Copy all lines below that use the word "dirt".

━━━━━━━━

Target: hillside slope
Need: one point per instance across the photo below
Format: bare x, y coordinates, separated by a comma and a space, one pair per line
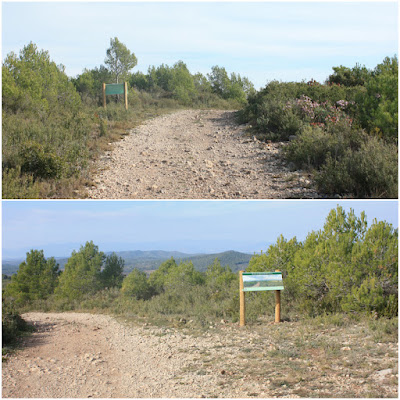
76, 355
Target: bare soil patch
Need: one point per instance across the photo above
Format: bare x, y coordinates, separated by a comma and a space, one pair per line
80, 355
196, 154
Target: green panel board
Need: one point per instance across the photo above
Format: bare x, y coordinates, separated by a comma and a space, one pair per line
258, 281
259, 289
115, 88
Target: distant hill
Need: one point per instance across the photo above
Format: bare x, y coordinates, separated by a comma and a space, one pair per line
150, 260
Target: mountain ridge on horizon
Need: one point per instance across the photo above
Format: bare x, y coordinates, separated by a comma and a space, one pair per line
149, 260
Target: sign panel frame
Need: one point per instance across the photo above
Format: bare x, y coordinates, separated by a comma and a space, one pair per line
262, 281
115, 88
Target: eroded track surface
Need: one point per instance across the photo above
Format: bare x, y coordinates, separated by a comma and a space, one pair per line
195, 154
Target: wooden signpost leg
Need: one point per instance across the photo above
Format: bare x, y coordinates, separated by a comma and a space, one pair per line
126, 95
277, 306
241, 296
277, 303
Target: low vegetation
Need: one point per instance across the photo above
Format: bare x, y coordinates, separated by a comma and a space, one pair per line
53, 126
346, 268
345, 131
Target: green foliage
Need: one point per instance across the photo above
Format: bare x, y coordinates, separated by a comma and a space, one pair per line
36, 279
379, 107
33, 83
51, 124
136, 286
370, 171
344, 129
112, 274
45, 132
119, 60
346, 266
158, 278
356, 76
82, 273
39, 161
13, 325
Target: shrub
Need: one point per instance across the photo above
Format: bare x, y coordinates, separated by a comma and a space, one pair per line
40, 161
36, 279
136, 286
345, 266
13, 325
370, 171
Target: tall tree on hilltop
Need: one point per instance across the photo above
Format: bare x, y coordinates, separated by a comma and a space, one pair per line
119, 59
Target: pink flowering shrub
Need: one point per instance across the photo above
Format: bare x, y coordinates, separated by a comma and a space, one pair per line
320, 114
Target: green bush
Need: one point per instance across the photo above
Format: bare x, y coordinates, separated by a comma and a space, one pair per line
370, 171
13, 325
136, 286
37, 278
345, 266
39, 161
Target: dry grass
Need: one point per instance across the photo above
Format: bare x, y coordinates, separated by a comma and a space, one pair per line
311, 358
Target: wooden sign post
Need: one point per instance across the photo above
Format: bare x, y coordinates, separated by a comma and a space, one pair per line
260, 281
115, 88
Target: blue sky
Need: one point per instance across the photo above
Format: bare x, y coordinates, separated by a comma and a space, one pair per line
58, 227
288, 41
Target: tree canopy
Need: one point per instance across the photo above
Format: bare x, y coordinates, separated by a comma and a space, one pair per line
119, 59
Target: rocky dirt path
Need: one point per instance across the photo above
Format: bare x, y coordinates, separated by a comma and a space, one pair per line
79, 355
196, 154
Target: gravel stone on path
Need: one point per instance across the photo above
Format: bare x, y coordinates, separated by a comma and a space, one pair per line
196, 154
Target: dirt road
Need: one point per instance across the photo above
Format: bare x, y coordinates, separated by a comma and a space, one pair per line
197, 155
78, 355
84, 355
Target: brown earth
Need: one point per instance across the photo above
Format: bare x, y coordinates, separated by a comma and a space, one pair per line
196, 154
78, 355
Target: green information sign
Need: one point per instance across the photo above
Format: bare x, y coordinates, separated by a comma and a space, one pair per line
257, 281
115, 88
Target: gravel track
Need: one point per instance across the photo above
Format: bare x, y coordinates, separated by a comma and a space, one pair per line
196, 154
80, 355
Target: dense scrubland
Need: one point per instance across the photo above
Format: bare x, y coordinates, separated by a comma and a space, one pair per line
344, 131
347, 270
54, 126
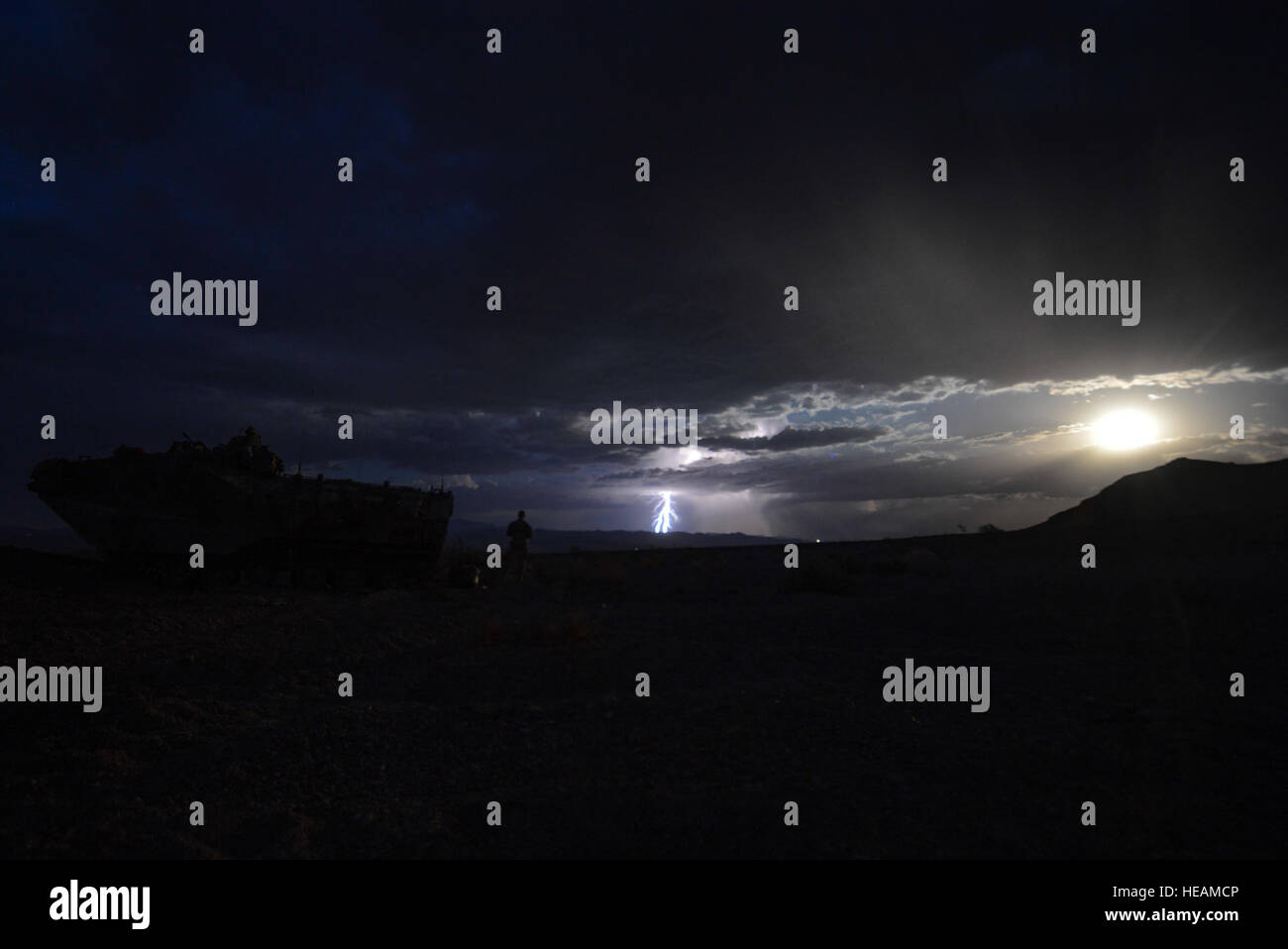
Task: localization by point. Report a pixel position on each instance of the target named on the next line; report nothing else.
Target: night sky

━━━━━━━━

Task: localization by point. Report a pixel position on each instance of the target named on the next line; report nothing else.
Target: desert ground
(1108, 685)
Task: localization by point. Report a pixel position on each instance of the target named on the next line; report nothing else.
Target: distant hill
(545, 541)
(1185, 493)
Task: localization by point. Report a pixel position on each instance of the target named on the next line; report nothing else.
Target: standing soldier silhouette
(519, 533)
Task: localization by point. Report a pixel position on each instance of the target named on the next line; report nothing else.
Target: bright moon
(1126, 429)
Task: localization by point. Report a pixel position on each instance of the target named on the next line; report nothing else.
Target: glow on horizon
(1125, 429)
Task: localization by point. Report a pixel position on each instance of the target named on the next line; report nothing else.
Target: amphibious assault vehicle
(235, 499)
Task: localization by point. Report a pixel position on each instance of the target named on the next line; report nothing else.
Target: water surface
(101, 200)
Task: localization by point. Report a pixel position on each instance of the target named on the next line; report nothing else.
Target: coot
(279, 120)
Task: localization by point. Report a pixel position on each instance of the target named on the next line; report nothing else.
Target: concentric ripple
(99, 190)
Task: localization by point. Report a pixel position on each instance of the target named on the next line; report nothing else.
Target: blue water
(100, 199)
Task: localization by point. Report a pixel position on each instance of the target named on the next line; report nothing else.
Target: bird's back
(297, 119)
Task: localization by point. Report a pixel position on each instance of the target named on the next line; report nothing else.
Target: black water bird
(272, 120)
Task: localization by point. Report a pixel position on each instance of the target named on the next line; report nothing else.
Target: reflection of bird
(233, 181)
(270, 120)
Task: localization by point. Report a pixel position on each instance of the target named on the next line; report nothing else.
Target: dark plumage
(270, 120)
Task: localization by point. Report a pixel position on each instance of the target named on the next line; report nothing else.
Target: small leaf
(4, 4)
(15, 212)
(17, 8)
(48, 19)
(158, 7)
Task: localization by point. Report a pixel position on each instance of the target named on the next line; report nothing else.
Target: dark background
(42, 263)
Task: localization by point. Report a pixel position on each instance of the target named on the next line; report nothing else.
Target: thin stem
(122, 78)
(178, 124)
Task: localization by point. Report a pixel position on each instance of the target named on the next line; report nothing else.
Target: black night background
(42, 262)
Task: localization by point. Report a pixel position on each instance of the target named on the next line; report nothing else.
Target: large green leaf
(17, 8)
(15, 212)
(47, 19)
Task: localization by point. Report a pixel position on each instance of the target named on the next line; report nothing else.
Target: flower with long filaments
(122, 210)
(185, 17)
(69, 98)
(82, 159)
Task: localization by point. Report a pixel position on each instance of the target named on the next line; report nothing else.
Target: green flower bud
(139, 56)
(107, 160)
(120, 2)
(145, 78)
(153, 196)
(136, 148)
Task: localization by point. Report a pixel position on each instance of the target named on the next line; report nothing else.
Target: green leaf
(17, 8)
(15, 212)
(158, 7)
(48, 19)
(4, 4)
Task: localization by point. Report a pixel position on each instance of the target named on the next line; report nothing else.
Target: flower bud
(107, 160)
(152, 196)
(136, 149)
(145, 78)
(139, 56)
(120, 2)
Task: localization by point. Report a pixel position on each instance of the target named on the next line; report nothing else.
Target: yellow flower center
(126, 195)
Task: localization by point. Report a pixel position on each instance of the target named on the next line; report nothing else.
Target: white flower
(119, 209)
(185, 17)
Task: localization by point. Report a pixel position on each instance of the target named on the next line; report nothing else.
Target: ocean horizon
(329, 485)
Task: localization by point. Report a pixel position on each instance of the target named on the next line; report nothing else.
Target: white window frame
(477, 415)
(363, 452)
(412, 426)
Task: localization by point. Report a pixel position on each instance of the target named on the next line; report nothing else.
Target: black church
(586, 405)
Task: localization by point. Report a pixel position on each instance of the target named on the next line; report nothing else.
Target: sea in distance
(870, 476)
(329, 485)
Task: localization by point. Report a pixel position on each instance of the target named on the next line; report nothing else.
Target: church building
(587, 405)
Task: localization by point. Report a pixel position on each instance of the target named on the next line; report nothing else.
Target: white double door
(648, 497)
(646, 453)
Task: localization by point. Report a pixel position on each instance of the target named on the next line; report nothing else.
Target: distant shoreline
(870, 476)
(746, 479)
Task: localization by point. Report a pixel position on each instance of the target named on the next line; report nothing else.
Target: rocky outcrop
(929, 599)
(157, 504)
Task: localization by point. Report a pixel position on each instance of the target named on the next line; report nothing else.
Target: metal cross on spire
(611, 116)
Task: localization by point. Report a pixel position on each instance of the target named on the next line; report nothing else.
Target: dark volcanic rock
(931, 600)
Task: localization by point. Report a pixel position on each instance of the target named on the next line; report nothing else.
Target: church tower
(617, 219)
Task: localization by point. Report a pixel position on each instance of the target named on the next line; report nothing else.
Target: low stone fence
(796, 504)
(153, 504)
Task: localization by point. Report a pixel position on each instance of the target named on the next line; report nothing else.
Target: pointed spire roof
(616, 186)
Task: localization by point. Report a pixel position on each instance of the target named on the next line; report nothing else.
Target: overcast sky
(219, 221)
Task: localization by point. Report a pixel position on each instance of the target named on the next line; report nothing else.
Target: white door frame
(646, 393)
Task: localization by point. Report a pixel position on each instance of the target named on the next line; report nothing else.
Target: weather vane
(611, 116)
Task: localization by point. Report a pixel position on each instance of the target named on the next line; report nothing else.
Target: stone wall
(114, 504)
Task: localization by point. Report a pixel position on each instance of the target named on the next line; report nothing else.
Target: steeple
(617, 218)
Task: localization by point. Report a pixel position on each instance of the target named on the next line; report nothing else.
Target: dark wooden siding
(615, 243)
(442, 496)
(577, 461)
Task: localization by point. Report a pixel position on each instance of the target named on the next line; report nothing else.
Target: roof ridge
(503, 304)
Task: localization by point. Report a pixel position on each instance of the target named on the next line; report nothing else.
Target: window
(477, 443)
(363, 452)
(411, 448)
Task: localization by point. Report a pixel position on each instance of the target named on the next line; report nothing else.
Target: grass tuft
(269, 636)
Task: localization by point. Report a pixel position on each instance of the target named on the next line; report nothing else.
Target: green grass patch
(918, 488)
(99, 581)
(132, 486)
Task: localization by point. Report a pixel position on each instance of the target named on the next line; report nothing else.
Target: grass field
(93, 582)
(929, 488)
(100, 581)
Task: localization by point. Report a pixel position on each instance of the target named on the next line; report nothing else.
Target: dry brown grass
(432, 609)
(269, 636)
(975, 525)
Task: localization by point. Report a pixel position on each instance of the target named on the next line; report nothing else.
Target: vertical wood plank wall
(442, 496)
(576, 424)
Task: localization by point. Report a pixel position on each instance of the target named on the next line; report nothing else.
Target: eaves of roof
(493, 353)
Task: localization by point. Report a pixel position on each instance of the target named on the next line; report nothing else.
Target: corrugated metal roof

━━━━━━━━

**Written reply**
Target: rocky dirt path
Target: dirt road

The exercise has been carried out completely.